--- Tâches à réaliser ---
- 1) Recopiez le passage de l'extrait entre « Parfois même au » et « de ces titres. », inclus.
- 2) Comment traduire en anglais cette phrase de l'extrait : « La multitude des accords, des mélodies est interprétée le plus souvent au plus près des originaux, même si quelques écarts n'ont pas échappé aux puristes. » ?
- 3) Quels sont tous les musiciens nommés dans l'extrait ?

--- Extrait à lire ---
:::

Parfois même au détriment du reste, je le confesse volontiers. Même en soutien
six cordes, sa présence est perceptible. Impressionnant. Il fallait bien un tel
niveau pour arriver au niveau de Mike Rutherford, titulaire du pupitre à la
genèse de ces titres.
Quant à la lourde tâche de se substituer à Tony Banks aux claviers, elle incombe à ce
brave Roger King qui ne démérite pas
non plus. La multitude des accords, des mélodies est interprétée le plus
souvent au plus près des originaux, même si quelques écarts n'ont pas échappé
aux puristes. En tous cas, ma perception de relatif néophyte fut excellente.

:::

--- Données fournies ---
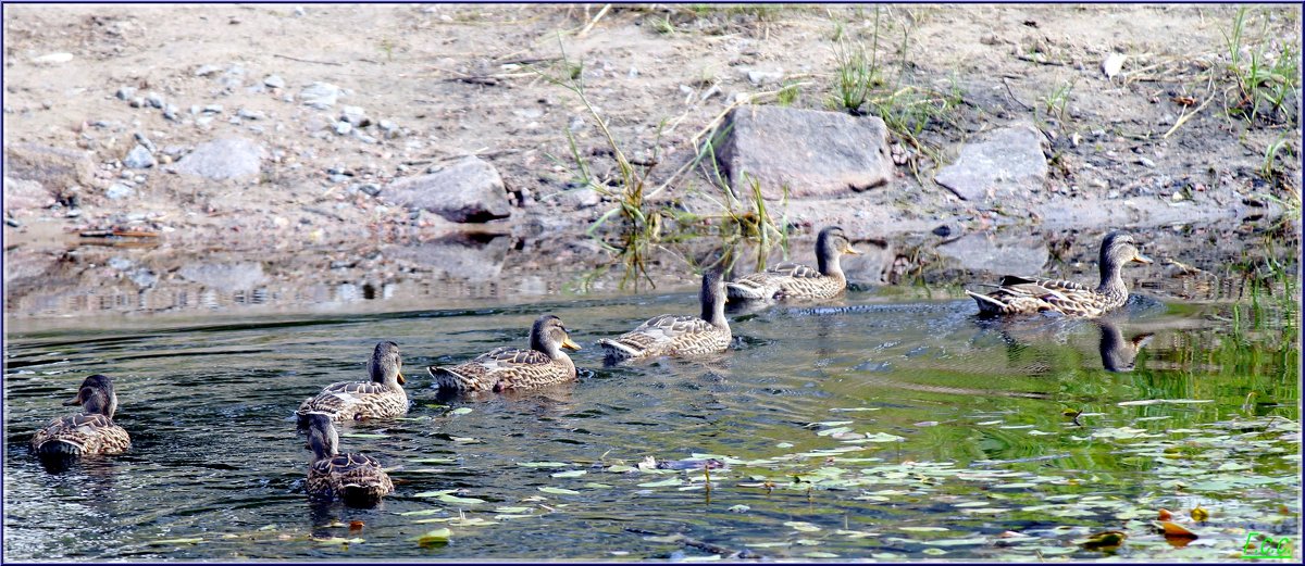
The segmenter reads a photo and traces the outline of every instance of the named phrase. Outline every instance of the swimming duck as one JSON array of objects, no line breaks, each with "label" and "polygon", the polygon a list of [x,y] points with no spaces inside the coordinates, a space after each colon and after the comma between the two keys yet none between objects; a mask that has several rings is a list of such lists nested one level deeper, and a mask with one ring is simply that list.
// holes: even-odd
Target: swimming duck
[{"label": "swimming duck", "polygon": [[847,288],[839,265],[844,253],[859,254],[843,228],[830,226],[816,236],[816,269],[800,263],[779,263],[729,283],[731,300],[831,299]]},{"label": "swimming duck", "polygon": [[1148,257],[1138,253],[1133,236],[1111,232],[1101,241],[1101,284],[1095,290],[1060,279],[1006,275],[1001,284],[990,286],[997,291],[979,295],[967,290],[966,295],[974,297],[979,313],[985,316],[1052,310],[1074,317],[1098,317],[1129,300],[1120,271],[1130,261],[1151,263]]},{"label": "swimming duck", "polygon": [[407,394],[403,393],[403,360],[399,346],[393,342],[376,344],[372,360],[367,363],[371,381],[342,381],[328,385],[295,411],[300,423],[311,412],[326,413],[337,421],[385,419],[407,413]]},{"label": "swimming duck", "polygon": [[339,453],[339,434],[331,415],[315,412],[304,419],[308,424],[308,449],[313,451],[313,462],[308,466],[309,497],[372,506],[394,492],[394,483],[376,458]]},{"label": "swimming duck", "polygon": [[427,368],[436,387],[455,391],[504,391],[542,387],[576,378],[576,364],[566,350],[579,350],[570,340],[562,320],[544,314],[530,327],[530,350],[495,348],[471,361]]},{"label": "swimming duck", "polygon": [[114,380],[94,374],[82,380],[77,395],[64,406],[82,406],[78,415],[61,416],[31,437],[31,453],[39,456],[74,458],[93,454],[121,454],[132,446],[127,430],[114,424],[117,394]]},{"label": "swimming duck", "polygon": [[723,352],[732,338],[726,320],[724,287],[720,271],[709,270],[702,274],[698,292],[701,317],[662,314],[617,338],[600,339],[598,344],[607,351],[608,361]]}]

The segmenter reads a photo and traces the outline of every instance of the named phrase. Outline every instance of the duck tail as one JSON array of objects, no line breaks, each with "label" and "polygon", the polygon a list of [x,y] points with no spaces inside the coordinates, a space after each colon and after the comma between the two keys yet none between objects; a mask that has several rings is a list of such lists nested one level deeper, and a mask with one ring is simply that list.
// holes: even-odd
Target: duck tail
[{"label": "duck tail", "polygon": [[980,313],[1000,313],[1002,309],[1006,308],[1005,303],[989,297],[988,295],[979,295],[970,290],[966,290],[966,295],[974,297],[975,304],[979,305]]}]

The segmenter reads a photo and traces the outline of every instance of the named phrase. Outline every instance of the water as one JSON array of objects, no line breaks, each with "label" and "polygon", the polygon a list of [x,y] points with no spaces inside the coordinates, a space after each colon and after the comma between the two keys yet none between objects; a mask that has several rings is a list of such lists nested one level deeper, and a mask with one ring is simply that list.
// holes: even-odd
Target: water
[{"label": "water", "polygon": [[[1248,529],[1297,536],[1298,305],[1152,295],[1105,323],[993,323],[967,299],[857,291],[735,314],[735,348],[716,359],[619,368],[603,368],[595,339],[694,313],[694,295],[110,330],[29,323],[7,352],[4,552],[1039,559],[1103,557],[1077,541],[1118,529],[1129,539],[1113,552],[1125,558],[1228,559]],[[578,383],[453,399],[429,389],[427,365],[523,347],[544,312],[585,347],[573,353]],[[1139,335],[1135,356],[1112,347]],[[395,468],[397,492],[372,510],[311,506],[292,412],[326,383],[360,380],[382,339],[401,346],[412,410],[346,424],[342,450]],[[1130,361],[1131,372],[1105,369]],[[44,469],[27,454],[31,432],[65,413],[59,403],[95,372],[116,378],[132,450]],[[348,436],[359,433],[382,437]],[[639,471],[650,456],[729,466],[707,489],[701,469]],[[1186,523],[1199,539],[1185,546],[1147,527],[1160,507],[1185,518],[1198,505],[1211,519]],[[442,527],[449,544],[415,541]]]}]

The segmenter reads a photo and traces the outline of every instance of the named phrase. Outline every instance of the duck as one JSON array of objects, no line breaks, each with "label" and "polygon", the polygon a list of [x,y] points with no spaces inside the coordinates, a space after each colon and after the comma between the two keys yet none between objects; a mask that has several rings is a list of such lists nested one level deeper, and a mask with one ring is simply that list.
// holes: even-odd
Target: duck
[{"label": "duck", "polygon": [[132,446],[132,437],[114,423],[117,394],[114,380],[94,374],[82,380],[77,395],[64,406],[81,406],[82,412],[61,416],[31,437],[31,453],[42,458],[77,458],[97,454],[121,454]]},{"label": "duck", "polygon": [[839,258],[860,253],[852,248],[842,227],[826,227],[816,236],[816,269],[786,262],[741,276],[726,286],[729,300],[833,299],[847,290],[847,276],[843,275]]},{"label": "duck", "polygon": [[361,419],[390,419],[403,416],[408,410],[403,391],[403,359],[399,344],[381,342],[367,363],[369,381],[341,381],[328,385],[315,396],[305,399],[299,410],[300,423],[308,413],[326,413],[335,421]]},{"label": "duck", "polygon": [[726,286],[719,269],[702,274],[698,301],[702,304],[699,317],[656,316],[617,338],[598,340],[598,346],[603,347],[609,363],[726,351],[733,335],[726,320]]},{"label": "duck", "polygon": [[1129,300],[1129,288],[1120,271],[1125,263],[1151,263],[1138,252],[1133,236],[1111,232],[1101,240],[1101,283],[1091,288],[1079,283],[1036,276],[1006,275],[996,291],[980,295],[966,290],[979,305],[980,316],[1031,314],[1054,312],[1071,317],[1095,318]]},{"label": "duck", "polygon": [[375,506],[394,492],[394,483],[376,458],[365,454],[341,454],[339,433],[330,413],[313,412],[305,417],[308,449],[308,496],[317,501],[343,501],[350,506]]},{"label": "duck", "polygon": [[435,385],[450,391],[506,391],[544,387],[576,380],[576,363],[562,348],[577,351],[562,320],[544,314],[530,327],[530,350],[499,347],[458,365],[427,368]]}]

:::

--- Réponses ---
- 1)
Parfois même au détriment du reste, je le confesse volontiers. Même en soutien
six cordes, sa présence est perceptible. Impressionnant. Il fallait bien un tel
niveau pour arriver au niveau de Mike Rutherford, titulaire du pupitre à la
genèse de ces titres.

- 2) The multitude of chords and melodies is performed, most of the time, as close as possible to the originals, even if a few deviations did not escape the purists.

- 3) Mike Rutherford, Tony Banks, Roger King